_TASKS_:
(1) In the review of Fantastic Beasts: The Crimes of Grindelwald, where does Grindelwald head after escaping during his transfer to the British Ministry of Magic?
(2) Copy word for word the part of the Fantastic Beasts review between "The magic of" and "captivating book series.", inclusive.

Fantastic Beasts: The Crimes of Grindelwald

3 out of 5 stars (3 / 5)

The magic of the Harry Potter series shows how a children’s book series could connect with multiple generations. The wonder and awe of Hogwarts were self-contained, yet still ventured into the real world and allowed audiences to think it could really exist. Author J.K. Rowling was able to address the issues of humanity, but in a magical world of imagination that touched people’s lives around the planet. The Fantastic Beasts series attempts to capitalise on this world-building, but by only focussing on adult characters from the past, this franchise may struggle to connect with the younger set who love the captivating book series. 

After Gellert Grindelwald (Johnny Depp) was apprehended by authorities in the United States for his crimes against the world of wizards and mankind, he has been held in the Magical Congress of the United States of America in New York. During a transfer back to the British Ministry of Magic, the dark wizard manages to escape towards Paris to look for the Obscurus, Credence Barebone (Ezra Miller), that had wreaked havoc on New York in the first chapter of this historical account of the world of wizards.

_ENTRIES SUPPLIED_:

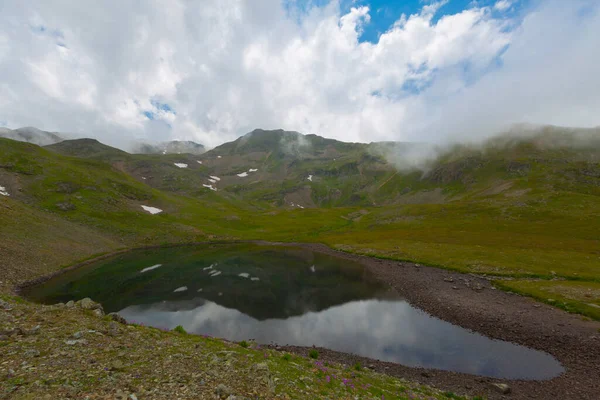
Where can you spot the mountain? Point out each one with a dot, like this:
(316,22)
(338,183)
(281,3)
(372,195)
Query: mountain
(87,148)
(172,147)
(523,205)
(31,135)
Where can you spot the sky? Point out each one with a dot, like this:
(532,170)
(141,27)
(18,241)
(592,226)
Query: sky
(362,70)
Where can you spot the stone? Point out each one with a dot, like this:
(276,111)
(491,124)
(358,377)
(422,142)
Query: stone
(74,342)
(261,367)
(500,388)
(5,305)
(223,391)
(88,304)
(98,312)
(117,318)
(117,365)
(33,331)
(66,206)
(113,329)
(32,353)
(120,395)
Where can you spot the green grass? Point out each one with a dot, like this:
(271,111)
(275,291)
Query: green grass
(520,211)
(180,329)
(575,297)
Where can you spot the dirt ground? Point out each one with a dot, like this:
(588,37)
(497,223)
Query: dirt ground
(471,302)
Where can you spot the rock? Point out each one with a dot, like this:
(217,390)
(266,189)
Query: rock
(261,367)
(120,395)
(113,329)
(117,318)
(32,353)
(98,312)
(66,206)
(500,387)
(117,365)
(33,331)
(223,391)
(74,342)
(5,305)
(88,304)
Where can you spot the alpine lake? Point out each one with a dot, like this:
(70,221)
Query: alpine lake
(286,295)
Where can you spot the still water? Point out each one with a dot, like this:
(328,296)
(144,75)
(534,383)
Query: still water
(287,295)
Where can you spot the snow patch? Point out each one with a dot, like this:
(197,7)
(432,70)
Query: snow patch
(150,268)
(152,210)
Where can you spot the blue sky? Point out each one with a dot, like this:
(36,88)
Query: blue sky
(384,13)
(210,72)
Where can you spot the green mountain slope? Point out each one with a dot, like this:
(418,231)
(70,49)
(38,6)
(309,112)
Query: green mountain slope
(515,207)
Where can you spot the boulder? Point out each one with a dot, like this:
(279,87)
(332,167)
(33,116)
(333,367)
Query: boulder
(500,387)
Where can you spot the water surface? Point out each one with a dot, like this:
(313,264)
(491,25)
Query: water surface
(287,295)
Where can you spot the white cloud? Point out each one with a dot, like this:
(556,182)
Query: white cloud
(503,5)
(210,72)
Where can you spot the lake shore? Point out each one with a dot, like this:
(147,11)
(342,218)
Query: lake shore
(471,302)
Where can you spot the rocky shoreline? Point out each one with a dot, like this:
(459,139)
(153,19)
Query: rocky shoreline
(472,302)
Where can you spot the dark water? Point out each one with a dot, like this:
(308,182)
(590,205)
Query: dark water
(287,295)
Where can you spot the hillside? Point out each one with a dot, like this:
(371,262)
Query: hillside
(524,205)
(521,212)
(172,147)
(31,135)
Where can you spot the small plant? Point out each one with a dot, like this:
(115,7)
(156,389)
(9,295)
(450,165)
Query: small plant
(179,329)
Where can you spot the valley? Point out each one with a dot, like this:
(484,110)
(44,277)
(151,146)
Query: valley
(501,226)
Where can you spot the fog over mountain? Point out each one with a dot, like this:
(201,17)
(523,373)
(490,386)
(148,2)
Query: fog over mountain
(209,73)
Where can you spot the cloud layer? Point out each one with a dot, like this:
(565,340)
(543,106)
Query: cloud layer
(209,72)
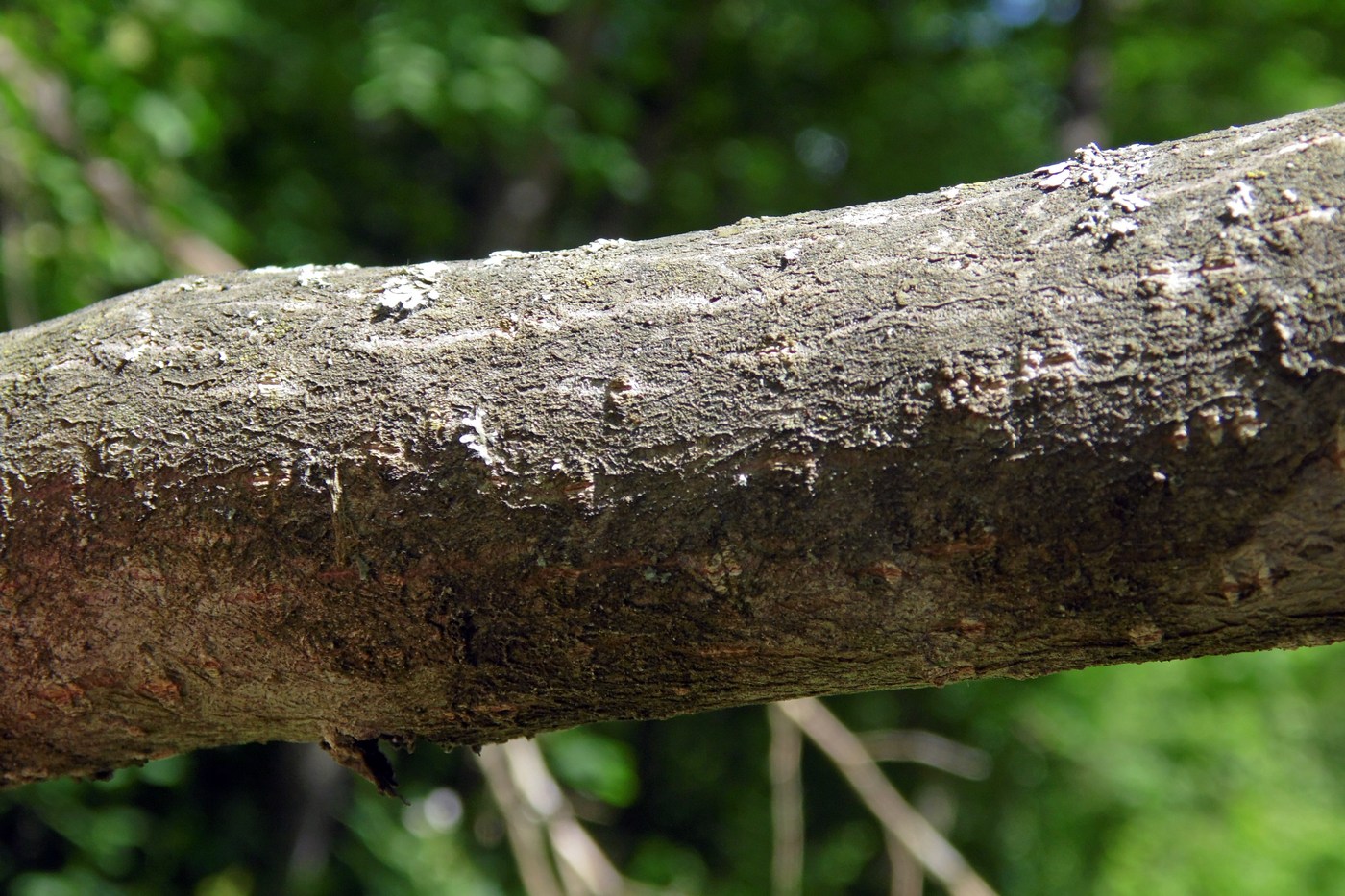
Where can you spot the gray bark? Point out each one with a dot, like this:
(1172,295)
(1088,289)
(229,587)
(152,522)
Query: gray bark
(1083,416)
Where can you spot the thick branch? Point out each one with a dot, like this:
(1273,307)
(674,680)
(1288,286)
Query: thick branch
(1083,416)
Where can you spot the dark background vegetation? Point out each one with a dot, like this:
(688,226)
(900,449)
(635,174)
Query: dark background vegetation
(148,138)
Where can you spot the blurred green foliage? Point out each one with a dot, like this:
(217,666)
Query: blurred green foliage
(145,138)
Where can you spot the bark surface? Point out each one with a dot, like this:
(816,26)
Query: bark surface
(1082,416)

_SOLVED TASKS_:
(1) Toward Paris, to look for Credence Barebone.

(2)
The magic of the Harry Potter series shows how a children’s book series could connect with multiple generations. The wonder and awe of Hogwarts were self-contained, yet still ventured into the real world and allowed audiences to think it could really exist. Author J.K. Rowling was able to address the issues of humanity, but in a magical world of imagination that touched people’s lives around the planet. The Fantastic Beasts series attempts to capitalise on this world-building, but by only focussing on adult characters from the past, this franchise may struggle to connect with the younger set who love the captivating book series.